Text block

***

Written evidence submitted by the Centre for Justice Innovation (OUS0007)
The Sentencing Academy report, Public Knowledge of Sentencing Practice and Trends, suggests that public attitudes to sentencing are, in part, shaped by a lack of information.[1] The public simply does not know enough about sentencing and, therefore, the continuing insistence by a majority of the public for harsher sentencing[2] is shaped by the fact that that they do not know how harsh it has become.[3] The report highlights the evidence that, when the public does know more,[4] they are more likely to adopt more lenient attitudes.[5] However, because most people do not receive this type of information about sentencing, they “do not notice uplifts in sentence severity”[6] and therefore continue to express a desire for hasher sentencing. The “response by politicians of both main parties has been to try to close the ‘legitimacy deficit’…by increasing sentence severity.”[7]
This summary is both accurate but also, we argue, insufficient— public opinion is clearly shaped by a lack of knowledge, but not shaped by that alone. We want to highlight the other factors that shape public opinion on sentencing. Understanding these other factors is crucial if we want to improve public awareness of how sentencing works.
Comparative criminology strongly suggests that countries characterised by neo-liberal economies tend to have more punitive criminal justice systems.[8] Some have hypothesised that the punitive attitudes in those societies are shaped by their “neo-liberal economics (which) rests on a concept of a strong individual responsibility and desert.”[9] In a society which prizes the autonomy of the individual, it is perhaps no surprise that ‘deviant’ behaviour (breaking the rules we have all agreed on, and infringing innocent people’s rights) is seen as deserving of proportionate punishment (the essence of retribution). [10] From this viewpoint, punishment is especially deserved because it both communicates society’s shared values but also to not punish would be to not respect the autonomy of both victims and people who have offended.
It is also likely that a society which values the primacy of the individual is more likely to believe in deterrence—if individuals make rational decisions to commit crime (weighing up their choices before acting), we can deter them from doing so if we make the consequences of their actions unbearably unpleasant/painful. [11] There is a clear logic to this view (even though there is little evidence that this is how people commit crime[12] and little evidence that deterrence through sentencing severity has any impact on crime, though some on increasing the likelihood of being caught).[13]
Whatever we may individually make of the merits of these justifications for sentencing severity, what we want to highlight is that they may well be a natural and unavoidable consequences of our society’s emphasis on the primacy of the individual. Many people in such a society have a “set of models that lead them to hold individuals solely responsible for crime.”[14] (It is also likely to make challenges to this orthodoxy seem perverse, even heretical. As Professor Robert Canton has argued “liberal penal reformers… stand accused of endangering society…To question… is an act of disloyalty, a defection from the hostile solidarity formed against offenders.”)[15]
It is also important to recognise that public attitudes are not just shaped by their reasoning about sentencing (as in the rational choice model of deterrence), but also by our emotions.[16] Justice, sentencing, punishment are all phenomena rich with emotional energy. Indeed, some have argued that “The primary task of justice is to manage emotions.”[17] While there are those who explicitly reject any normative role for emotions in shaping our institutions and practices of punishment,[18] human decision making is always an interplay between reason and emotion.

***

Data provided
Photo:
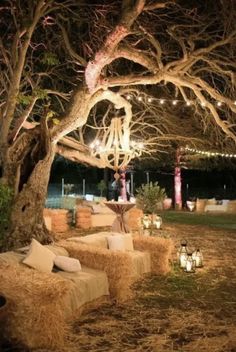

***

Task instructions
A: Answer these questions about the sentencing submission, one per line:
(i) Which report does it cite as suggesting that public attitudes to sentencing are partly shaped by a lack of information?
(ii) What kind of economies do countries with more punitive criminal justice systems tend to have, according to comparative criminology?
(iii) What is called "The primary task of justice" in the quotation it gives?
B: Reproduce the part of the sentencing submission that opens with the words containing "Comparative criminology strongly" and closes with "who have offended.".
C: Continue the sentencing submission from where it stops.

Task-by-task results
A:
(i) The Sentencing Academy report, Public Knowledge of Sentencing Practice and Trends.
(ii) Neo-liberal economies.
(iii) To manage emotions.

B:
Comparative criminology strongly suggests that countries characterised by neo-liberal economies tend to have more punitive criminal justice systems.[8] Some have hypothesised that the punitive attitudes in those societies are shaped by their “neo-liberal economics (which) rests on a concept of a strong individual responsibility and desert.”[9] In a society which prizes the autonomy of the individual, it is perhaps no surprise that ‘deviant’ behaviour (breaking the rules we have all agreed on, and infringing innocent people’s rights) is seen as deserving of proportionate punishment (the essence of retribution). [10] From this viewpoint, punishment is especially deserved because it both communicates society’s shared values but also to not punish would be to not respect the autonomy of both victims and people who have offended.

C:
For example, it is arguable that sentencing is, in part, an exercise in symbolising what behaviour we find reprehensible and disgusting. We have seen, for example, over the past few decades growing public disgust over domestic abuse: behaviour that was once dismissed as individuals ‘having a domestic’ (and, indeed, in which husbands were explicitly allowed to use physical violence against wives) is now seen as reprehensible— and therefore the resulting sentencing around it has become harsher. This may be premised on retributive grounds— this is behaviour we now wish to clearly communicate society’s displeasure at.
Fear is another emotion with a clear association with public opinion on sentencing and crime.[19] It is understandable why people fear crime, especially high harm crimes— even those of us unlikely to be a victim of such high harm crimes have an understandable fear of the catastrophic consequences that we would suffer if we did. This explains, in part, why many people are happy to accept a range of costs and intrusions into their lives (such as CCTV surveillance) if it may keep them safe.[20] When we extend that insight to sentencing, where increased sentencing is proposed as a way of keeping us all safer, we additionally observe that sentencing very often imposes the costs on ‘others’— it seems intuitive that it is easier to be punitive if the costs of punishment are imposed on people who are not like me (and are unlikely to be imposed on ‘us’).
There is also now research which explores anger about crime. The research suggests that experience of victimisation of acquaintances is more likely to be associated with anger about crime (whereas personal victimisation is more likely to be associated with fear of crime).[21] Anger has strong associations with revenge and anger is prone to make people over-react: few of us would say we act at our best or wisest when we are angry. However, it is plausible to see our sentencing institutions and practices as a means of channelling and giving civilised expression to public anger— a rules bound, limited and proportionate way for the state to redress for the harm caused to the victim/community.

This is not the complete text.